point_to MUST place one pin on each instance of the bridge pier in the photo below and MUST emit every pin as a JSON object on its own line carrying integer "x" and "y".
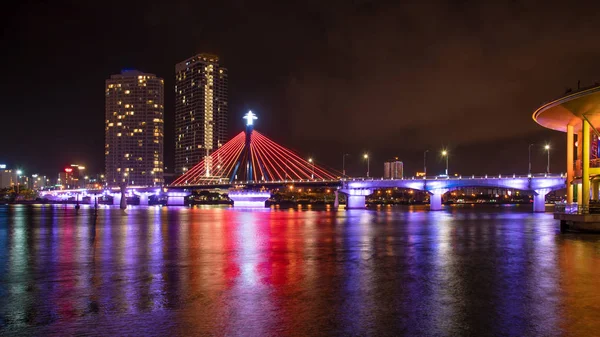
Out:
{"x": 144, "y": 199}
{"x": 355, "y": 197}
{"x": 116, "y": 198}
{"x": 435, "y": 199}
{"x": 336, "y": 202}
{"x": 539, "y": 200}
{"x": 176, "y": 198}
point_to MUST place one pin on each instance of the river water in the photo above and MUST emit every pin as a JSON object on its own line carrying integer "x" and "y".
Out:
{"x": 219, "y": 271}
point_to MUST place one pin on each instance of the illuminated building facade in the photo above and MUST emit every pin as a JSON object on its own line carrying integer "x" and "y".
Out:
{"x": 578, "y": 115}
{"x": 8, "y": 178}
{"x": 200, "y": 111}
{"x": 393, "y": 169}
{"x": 134, "y": 129}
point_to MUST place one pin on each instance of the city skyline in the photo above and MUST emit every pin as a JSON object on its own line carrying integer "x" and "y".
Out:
{"x": 134, "y": 120}
{"x": 200, "y": 110}
{"x": 317, "y": 90}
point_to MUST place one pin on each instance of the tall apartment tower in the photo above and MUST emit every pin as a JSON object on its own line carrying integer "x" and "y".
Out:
{"x": 134, "y": 129}
{"x": 200, "y": 110}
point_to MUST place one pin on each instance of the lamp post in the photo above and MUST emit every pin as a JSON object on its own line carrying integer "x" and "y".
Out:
{"x": 425, "y": 163}
{"x": 344, "y": 165}
{"x": 547, "y": 147}
{"x": 529, "y": 171}
{"x": 445, "y": 154}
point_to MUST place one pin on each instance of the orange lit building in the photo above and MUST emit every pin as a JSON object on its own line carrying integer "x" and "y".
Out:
{"x": 578, "y": 115}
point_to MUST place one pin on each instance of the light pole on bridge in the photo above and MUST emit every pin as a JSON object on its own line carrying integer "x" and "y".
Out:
{"x": 547, "y": 147}
{"x": 445, "y": 154}
{"x": 425, "y": 163}
{"x": 529, "y": 171}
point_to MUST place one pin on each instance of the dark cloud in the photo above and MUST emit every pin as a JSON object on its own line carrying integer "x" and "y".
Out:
{"x": 325, "y": 77}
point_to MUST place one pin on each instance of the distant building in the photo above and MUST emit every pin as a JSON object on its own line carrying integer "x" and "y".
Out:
{"x": 200, "y": 110}
{"x": 38, "y": 182}
{"x": 8, "y": 178}
{"x": 66, "y": 178}
{"x": 134, "y": 129}
{"x": 393, "y": 169}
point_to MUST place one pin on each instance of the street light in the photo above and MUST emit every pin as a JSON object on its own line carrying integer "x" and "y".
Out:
{"x": 445, "y": 154}
{"x": 344, "y": 164}
{"x": 425, "y": 163}
{"x": 529, "y": 172}
{"x": 547, "y": 147}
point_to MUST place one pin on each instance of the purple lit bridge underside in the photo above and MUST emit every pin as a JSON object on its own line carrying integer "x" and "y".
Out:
{"x": 356, "y": 190}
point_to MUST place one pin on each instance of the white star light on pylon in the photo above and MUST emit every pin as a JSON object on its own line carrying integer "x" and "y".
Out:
{"x": 250, "y": 117}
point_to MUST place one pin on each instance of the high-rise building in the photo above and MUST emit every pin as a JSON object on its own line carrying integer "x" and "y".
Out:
{"x": 8, "y": 178}
{"x": 200, "y": 110}
{"x": 134, "y": 129}
{"x": 393, "y": 169}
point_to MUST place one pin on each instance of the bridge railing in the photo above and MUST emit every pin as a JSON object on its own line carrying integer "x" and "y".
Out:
{"x": 574, "y": 208}
{"x": 444, "y": 177}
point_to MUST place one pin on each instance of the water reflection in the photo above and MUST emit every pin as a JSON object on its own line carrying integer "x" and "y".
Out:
{"x": 221, "y": 271}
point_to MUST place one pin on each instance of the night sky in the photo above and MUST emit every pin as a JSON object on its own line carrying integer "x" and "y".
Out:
{"x": 325, "y": 78}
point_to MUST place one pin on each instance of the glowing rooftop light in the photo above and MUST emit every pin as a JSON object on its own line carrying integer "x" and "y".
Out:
{"x": 250, "y": 117}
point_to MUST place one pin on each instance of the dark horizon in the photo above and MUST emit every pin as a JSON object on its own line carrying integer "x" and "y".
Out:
{"x": 324, "y": 78}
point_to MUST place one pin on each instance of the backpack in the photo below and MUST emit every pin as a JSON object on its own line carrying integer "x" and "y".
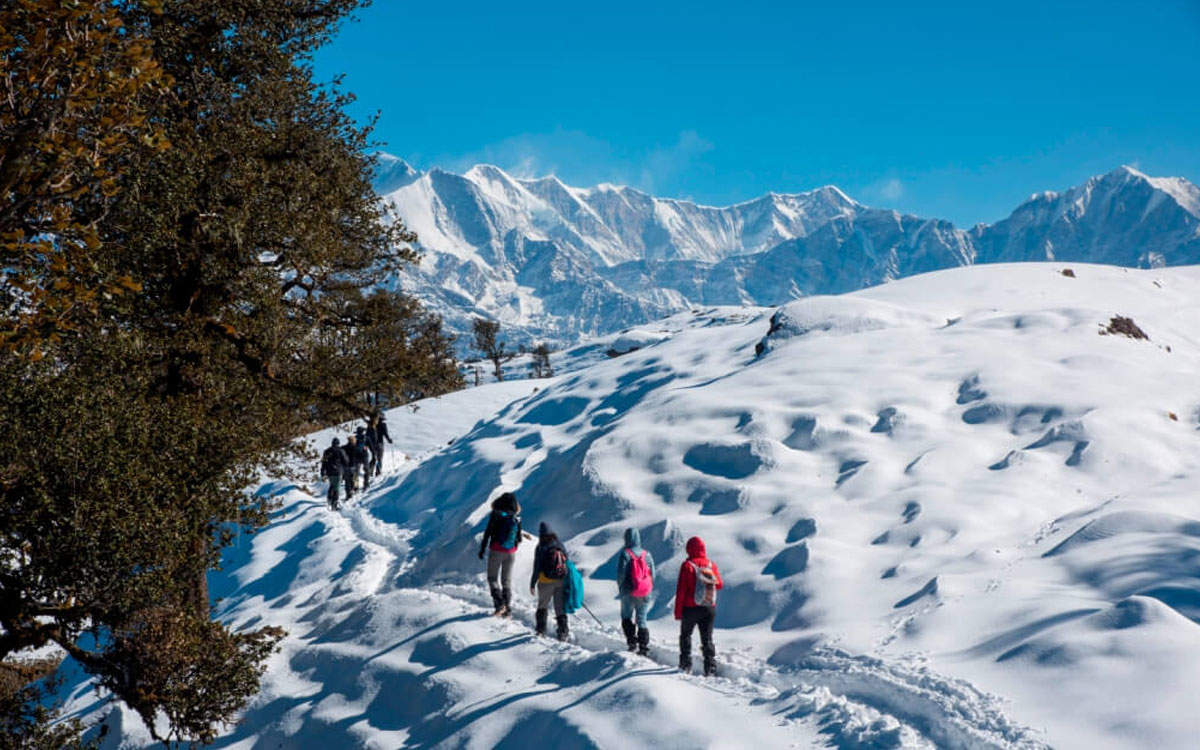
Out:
{"x": 553, "y": 563}
{"x": 505, "y": 533}
{"x": 640, "y": 582}
{"x": 706, "y": 587}
{"x": 573, "y": 589}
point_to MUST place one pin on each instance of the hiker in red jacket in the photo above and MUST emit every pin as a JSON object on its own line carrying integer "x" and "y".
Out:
{"x": 696, "y": 605}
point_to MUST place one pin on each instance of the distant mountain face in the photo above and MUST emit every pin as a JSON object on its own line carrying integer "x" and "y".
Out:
{"x": 557, "y": 263}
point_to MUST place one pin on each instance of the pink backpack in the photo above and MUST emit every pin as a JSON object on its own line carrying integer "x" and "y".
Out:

────

● GOAL OF THE EXERCISE
All records above must be output exactly as they stand, excluding pictures.

● SOLVED PROBLEM
point_to MUST place one pin on each instance of the bridge pier in the photo below and MUST emit every pin as a JSON object on its own line carrying integer "x" and "y".
Out:
{"x": 144, "y": 199}
{"x": 355, "y": 197}
{"x": 116, "y": 198}
{"x": 435, "y": 199}
{"x": 336, "y": 202}
{"x": 539, "y": 200}
{"x": 176, "y": 198}
point_to MUST place one pin on each instance of the river water in the photo above and MUST emit every pin as a JSON object on its own line carrying integer "x" and "y".
Out:
{"x": 219, "y": 271}
point_to MUST place one pin on each instance of the illuminated building facade in the photo above and MUST emit every pin as a JSON object on its own line carrying integer "x" and "y".
Out:
{"x": 578, "y": 115}
{"x": 8, "y": 178}
{"x": 200, "y": 111}
{"x": 393, "y": 169}
{"x": 134, "y": 129}
point_to MUST place one pin on each instance of the city skyline in the photo above and MUST emit every pin as a JSON object on its own line carrying integer "x" and "y".
Out:
{"x": 134, "y": 120}
{"x": 200, "y": 110}
{"x": 317, "y": 90}
point_to MUST place one pin on each instance of the tall apartment tower in the photo above and MUST emit every pin as a JSON object on its own line carrying integer "x" and "y".
Out:
{"x": 134, "y": 129}
{"x": 200, "y": 110}
point_to MUST place one pin on each instance of the lamp post in the photo above and MUST emit every pin as a JSON object on its own line carrying integer "x" and "y".
Out:
{"x": 425, "y": 163}
{"x": 344, "y": 165}
{"x": 547, "y": 147}
{"x": 529, "y": 171}
{"x": 445, "y": 154}
point_to MUST place one pin on each instance of the orange lit building in the photo above and MUST emit every pin as a JSON object on its own line carrying integer "x" and "y".
Out:
{"x": 578, "y": 115}
point_to MUST place one pin on each instance of the light pole on bridge in the photo above and MUST emit every pin as a JSON object on its own line carrying integer "x" and "y".
Out:
{"x": 547, "y": 147}
{"x": 445, "y": 154}
{"x": 425, "y": 163}
{"x": 529, "y": 171}
point_to MUST place one pin on each instance of the dark cloud in the photo above and MUST emit every pin as a JSON object on its own line carrying integer "x" and "y".
Out:
{"x": 325, "y": 77}
point_to MUST place one pin on each instance of the distant building in the photo above and MUST emit every pin as a JSON object on its own line carrying integer "x" and "y".
Out:
{"x": 200, "y": 110}
{"x": 38, "y": 182}
{"x": 8, "y": 178}
{"x": 66, "y": 178}
{"x": 134, "y": 129}
{"x": 393, "y": 169}
point_to MUST place one pin on each instance of the street light in the photo above and MUST emit every pin as a JSON object on its own line carrying integer "x" and "y".
Out:
{"x": 445, "y": 154}
{"x": 344, "y": 164}
{"x": 425, "y": 163}
{"x": 529, "y": 172}
{"x": 547, "y": 147}
point_to MUST place one pin on each instance of the purple lit bridge underside in the photo above and MUST emit every pin as a JSON object on its own line carrying integer "x" and "y".
Out:
{"x": 356, "y": 190}
point_to MUST place one pin on each instance of the white star light on pylon in the photo above and MUST emit every pin as a JSON object on its own line carrying integer "x" and "y".
Out:
{"x": 250, "y": 117}
point_to MUST place one pin on each instance of the high-rise building in the photo above and MUST emit every pin as a JSON object on its own line carrying integer "x" and "y".
Out:
{"x": 8, "y": 178}
{"x": 200, "y": 110}
{"x": 134, "y": 129}
{"x": 393, "y": 169}
point_to MUST place one pin on each instance of the bridge railing in the photo above and MUST emit every pin as a JSON object on its own line carrying integer "x" and "y".
Out:
{"x": 574, "y": 208}
{"x": 444, "y": 177}
point_to MUST place one pin on each instance of the water reflection in the photo above and MUST emit every pin as a JSON object on its own line carrying integer "x" and "y".
Out:
{"x": 221, "y": 271}
point_to MUST place one pin on each instance of the night sky in the photo above and MUST emit every pin as a JSON object on its own line carrying integer "x" and "y".
Out:
{"x": 325, "y": 78}
point_to MUST place one pin on each instance of the glowing rooftop light in the photo above and MUST emit every pin as a JSON object on its own line carrying integer "x" and "y".
Out:
{"x": 250, "y": 117}
point_to MUST place one pin on each instance of the dark horizon in the photo above and MUST emit every pin as a JSON object on its own line carrying integer "x" and "y".
Out:
{"x": 324, "y": 78}
point_to MUST place one pin on each instance of the backpack in the photo below and MUST emit every pin as a JSON object on its own line carrying integer "x" and "y".
Out:
{"x": 553, "y": 563}
{"x": 505, "y": 533}
{"x": 640, "y": 582}
{"x": 706, "y": 587}
{"x": 573, "y": 589}
point_to MUST place one pin on each instance of the hiker in red jacket in the photo above and MUST emit every pin as a JSON object on its own line carrying integer "x" and "y".
Out:
{"x": 696, "y": 605}
point_to MUST place one pin on each instance of the distant mountain face in the photo above and MUST emit every pin as a JSON object on its own line carrying integer "x" and "y".
Out:
{"x": 557, "y": 263}
point_to MUST place one pin on each instance of the pink backpack in the photo above and MUST emit every pin as a JSON object on its own line carrying integer "x" and "y".
Out:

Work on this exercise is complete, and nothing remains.